SUPPLIED DATA section start

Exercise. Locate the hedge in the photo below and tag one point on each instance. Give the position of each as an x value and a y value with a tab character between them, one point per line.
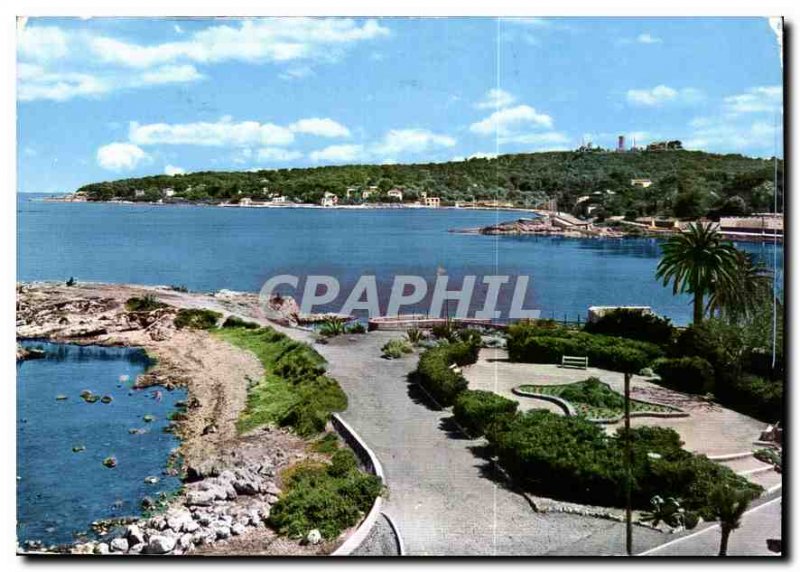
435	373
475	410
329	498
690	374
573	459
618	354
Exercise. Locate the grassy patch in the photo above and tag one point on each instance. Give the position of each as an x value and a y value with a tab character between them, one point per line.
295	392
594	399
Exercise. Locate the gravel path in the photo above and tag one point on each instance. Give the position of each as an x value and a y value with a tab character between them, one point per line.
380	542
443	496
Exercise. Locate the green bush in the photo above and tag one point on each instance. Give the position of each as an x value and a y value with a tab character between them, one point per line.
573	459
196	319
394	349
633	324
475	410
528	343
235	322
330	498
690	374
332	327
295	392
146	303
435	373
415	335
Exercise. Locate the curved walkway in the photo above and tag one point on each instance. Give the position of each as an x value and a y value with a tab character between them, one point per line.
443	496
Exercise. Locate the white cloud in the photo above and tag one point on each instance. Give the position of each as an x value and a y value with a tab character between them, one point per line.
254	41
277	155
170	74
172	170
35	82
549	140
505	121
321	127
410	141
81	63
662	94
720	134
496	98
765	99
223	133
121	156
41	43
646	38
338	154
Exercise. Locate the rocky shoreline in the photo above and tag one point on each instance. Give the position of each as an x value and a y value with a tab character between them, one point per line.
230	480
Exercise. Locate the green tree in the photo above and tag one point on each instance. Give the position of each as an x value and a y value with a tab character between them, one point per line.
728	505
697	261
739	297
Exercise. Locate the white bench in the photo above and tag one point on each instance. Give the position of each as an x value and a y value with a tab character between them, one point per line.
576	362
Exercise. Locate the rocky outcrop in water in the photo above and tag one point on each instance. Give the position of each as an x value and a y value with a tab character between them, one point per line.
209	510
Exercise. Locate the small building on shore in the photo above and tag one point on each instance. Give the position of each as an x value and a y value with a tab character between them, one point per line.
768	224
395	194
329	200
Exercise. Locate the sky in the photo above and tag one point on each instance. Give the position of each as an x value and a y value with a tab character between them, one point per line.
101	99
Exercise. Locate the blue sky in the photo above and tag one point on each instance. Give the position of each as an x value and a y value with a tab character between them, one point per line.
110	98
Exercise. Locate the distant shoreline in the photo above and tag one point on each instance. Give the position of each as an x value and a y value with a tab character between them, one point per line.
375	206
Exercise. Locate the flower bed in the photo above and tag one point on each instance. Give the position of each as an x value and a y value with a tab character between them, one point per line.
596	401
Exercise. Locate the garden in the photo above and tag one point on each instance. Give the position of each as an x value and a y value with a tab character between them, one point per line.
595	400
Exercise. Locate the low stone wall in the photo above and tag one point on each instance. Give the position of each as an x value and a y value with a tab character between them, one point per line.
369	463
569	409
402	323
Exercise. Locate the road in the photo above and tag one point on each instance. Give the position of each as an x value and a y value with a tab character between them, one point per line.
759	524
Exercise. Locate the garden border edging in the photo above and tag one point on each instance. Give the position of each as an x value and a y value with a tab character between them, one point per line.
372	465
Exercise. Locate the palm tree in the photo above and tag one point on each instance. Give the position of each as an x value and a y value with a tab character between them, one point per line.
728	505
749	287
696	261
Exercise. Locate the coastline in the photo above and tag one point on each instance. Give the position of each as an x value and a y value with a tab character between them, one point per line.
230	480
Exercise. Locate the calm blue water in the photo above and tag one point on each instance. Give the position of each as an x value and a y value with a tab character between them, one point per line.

SUPPLIED DATA section end
SUPPLIED DATA section start

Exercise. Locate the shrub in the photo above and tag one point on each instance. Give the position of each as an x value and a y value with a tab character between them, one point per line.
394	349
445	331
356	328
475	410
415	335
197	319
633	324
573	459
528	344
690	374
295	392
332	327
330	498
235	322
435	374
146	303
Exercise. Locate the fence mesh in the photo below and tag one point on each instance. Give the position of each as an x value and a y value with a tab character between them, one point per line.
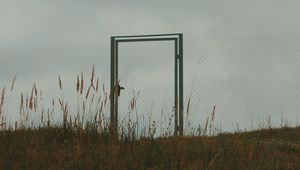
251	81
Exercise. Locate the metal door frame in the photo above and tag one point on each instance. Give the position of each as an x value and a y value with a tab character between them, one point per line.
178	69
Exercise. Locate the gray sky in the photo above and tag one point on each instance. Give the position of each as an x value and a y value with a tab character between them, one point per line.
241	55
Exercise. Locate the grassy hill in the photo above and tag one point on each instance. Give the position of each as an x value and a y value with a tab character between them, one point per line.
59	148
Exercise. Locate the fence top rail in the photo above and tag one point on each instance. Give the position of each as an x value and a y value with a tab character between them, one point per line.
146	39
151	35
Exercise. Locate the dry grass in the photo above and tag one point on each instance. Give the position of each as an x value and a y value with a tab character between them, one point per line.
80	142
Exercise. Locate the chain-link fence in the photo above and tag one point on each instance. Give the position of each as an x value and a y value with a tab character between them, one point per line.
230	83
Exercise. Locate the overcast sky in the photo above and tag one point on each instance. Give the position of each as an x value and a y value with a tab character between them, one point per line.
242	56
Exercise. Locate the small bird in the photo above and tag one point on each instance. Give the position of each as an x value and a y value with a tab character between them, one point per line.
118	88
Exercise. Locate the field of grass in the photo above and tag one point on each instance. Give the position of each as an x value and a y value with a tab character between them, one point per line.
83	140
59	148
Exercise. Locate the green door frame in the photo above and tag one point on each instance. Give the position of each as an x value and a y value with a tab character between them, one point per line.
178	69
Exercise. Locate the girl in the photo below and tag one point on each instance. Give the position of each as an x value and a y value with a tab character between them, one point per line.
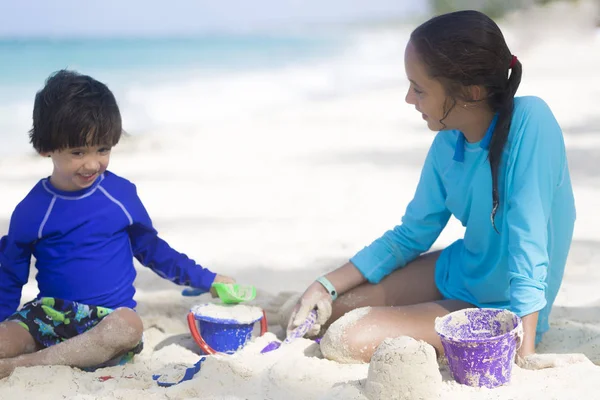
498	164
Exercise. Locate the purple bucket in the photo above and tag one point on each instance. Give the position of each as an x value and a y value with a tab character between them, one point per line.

SUPPLIED DATA section end
SUPPLIED DATA section start

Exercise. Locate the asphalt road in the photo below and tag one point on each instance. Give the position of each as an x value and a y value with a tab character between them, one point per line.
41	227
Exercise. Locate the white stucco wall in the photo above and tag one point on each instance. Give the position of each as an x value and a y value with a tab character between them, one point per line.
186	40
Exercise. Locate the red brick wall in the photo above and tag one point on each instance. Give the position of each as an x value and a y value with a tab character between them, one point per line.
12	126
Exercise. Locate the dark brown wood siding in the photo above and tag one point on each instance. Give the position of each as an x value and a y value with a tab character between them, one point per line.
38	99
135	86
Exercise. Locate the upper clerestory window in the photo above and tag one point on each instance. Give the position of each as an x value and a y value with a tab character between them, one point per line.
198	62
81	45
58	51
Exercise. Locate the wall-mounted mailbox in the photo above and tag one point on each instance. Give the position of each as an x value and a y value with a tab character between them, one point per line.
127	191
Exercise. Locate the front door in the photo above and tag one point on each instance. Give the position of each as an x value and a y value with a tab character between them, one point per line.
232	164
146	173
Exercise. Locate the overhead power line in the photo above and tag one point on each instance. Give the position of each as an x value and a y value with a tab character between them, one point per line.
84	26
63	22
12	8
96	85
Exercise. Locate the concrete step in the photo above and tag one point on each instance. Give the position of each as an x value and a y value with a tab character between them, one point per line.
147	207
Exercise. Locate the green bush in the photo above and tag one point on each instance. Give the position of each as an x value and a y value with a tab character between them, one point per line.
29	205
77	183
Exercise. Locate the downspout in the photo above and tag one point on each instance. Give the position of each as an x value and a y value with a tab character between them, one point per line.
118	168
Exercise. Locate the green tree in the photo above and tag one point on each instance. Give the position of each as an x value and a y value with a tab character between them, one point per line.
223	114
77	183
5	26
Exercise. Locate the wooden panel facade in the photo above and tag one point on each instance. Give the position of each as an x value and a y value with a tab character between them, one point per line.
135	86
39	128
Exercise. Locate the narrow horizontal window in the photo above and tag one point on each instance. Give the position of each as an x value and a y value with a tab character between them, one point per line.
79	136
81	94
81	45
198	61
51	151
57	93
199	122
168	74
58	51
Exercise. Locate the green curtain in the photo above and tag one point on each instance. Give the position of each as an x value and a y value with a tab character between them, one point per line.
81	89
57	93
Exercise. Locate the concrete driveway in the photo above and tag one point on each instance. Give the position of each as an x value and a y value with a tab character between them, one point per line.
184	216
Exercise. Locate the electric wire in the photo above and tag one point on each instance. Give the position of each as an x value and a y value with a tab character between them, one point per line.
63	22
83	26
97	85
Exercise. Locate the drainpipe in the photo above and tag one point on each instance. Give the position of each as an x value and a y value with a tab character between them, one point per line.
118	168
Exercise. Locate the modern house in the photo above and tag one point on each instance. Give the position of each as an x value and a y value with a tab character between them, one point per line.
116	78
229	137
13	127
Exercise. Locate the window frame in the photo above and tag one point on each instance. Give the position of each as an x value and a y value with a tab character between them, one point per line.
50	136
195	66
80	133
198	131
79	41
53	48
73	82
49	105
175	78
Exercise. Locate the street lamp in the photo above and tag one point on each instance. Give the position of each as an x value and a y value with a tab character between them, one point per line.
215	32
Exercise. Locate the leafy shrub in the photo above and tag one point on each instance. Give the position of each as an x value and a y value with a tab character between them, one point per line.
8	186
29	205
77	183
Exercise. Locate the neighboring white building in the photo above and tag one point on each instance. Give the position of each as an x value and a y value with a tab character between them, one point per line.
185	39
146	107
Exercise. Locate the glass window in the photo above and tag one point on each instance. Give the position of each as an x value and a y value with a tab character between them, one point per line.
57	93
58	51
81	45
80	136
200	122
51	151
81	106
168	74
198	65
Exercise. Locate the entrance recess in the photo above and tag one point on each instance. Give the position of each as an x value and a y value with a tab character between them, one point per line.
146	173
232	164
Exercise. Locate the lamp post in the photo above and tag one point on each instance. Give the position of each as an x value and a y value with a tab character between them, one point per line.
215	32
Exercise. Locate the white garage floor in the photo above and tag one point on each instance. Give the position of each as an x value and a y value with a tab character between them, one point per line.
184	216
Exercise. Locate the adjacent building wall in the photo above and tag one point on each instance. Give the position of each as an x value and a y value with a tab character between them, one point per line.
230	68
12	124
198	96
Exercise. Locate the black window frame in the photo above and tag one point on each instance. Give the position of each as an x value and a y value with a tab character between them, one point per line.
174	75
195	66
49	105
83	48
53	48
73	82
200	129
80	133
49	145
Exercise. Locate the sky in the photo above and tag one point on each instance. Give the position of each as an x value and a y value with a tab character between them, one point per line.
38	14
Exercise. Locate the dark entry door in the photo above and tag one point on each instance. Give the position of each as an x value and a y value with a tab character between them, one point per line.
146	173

SUPPLIED DATA section end

> **ASSIGNMENT**
What do the entries above read from the line containing "Exercise. Locate the small bird" through the line containing "Exercise. Locate the purple"? Output those lines exactly, both ends included, with the pictures left out.

> **SOLUTION TO THE EXERCISE**
Exercise. Locate the small bird in the photo above and tag one point on each instance. Give the position of each as an x value and a y value with a tab character between them, one point per line.
118	88
Exercise. Locate the field of grass in the photo above and tag one point on each instance. Give the position of each as an x value and a y value with a tab character between them, one point per line.
83	140
59	148
Exercise. Locate the green door frame in the photo above and tag one point on each instance. Give the position of each as an x value and a y value with a tab character between them, one point per line.
178	69
Exercise. Locate the girl in the photo below and tag one point on each instance. Give the position of each as an x value and a y value with a tab character between them, one point per line.
498	164
Exercise. Locate the purple bucket in the photo above and tag one point on each instance. Give the position of each as an x value and a y value with a tab character between them, one point per line.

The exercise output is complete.